• _Listed records_:
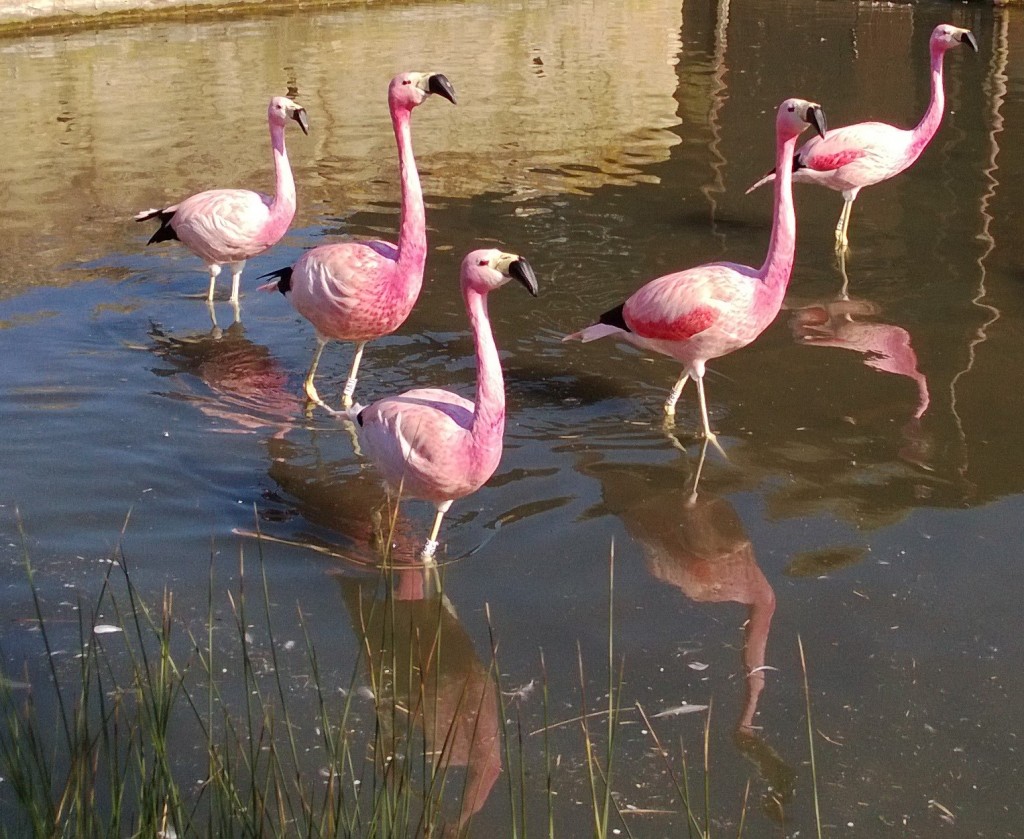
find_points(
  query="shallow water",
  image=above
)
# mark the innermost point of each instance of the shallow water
(875, 478)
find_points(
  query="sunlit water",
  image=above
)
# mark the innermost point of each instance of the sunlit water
(871, 500)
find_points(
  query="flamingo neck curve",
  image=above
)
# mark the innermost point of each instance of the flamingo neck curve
(488, 414)
(283, 203)
(778, 261)
(413, 229)
(929, 124)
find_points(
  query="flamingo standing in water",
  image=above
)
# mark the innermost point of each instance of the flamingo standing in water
(850, 158)
(708, 311)
(228, 226)
(432, 444)
(356, 291)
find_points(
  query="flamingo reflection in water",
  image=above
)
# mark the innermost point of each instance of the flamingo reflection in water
(842, 323)
(697, 543)
(427, 680)
(422, 668)
(247, 389)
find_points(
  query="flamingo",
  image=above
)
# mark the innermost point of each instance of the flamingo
(850, 158)
(356, 291)
(228, 226)
(435, 445)
(708, 311)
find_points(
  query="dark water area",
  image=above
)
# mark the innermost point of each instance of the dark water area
(871, 500)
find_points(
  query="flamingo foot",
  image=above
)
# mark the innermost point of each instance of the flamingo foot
(713, 439)
(346, 394)
(313, 396)
(429, 549)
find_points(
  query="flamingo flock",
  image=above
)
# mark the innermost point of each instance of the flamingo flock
(437, 446)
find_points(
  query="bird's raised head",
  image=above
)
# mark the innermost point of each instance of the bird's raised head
(283, 109)
(491, 268)
(946, 36)
(796, 115)
(411, 89)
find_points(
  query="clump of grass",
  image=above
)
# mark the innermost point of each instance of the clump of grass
(112, 765)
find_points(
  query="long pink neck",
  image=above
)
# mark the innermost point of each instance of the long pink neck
(283, 205)
(488, 418)
(413, 233)
(778, 262)
(929, 124)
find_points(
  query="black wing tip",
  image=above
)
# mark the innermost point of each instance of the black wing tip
(284, 278)
(614, 317)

• _What needs to be done_:
Collect every line of the material above that contains the word "standing", and list those lines in their original order.

• _Output for this exercise_:
  query="flamingo standing in water",
# mark the innermost point of each instance of the flamingo standing in water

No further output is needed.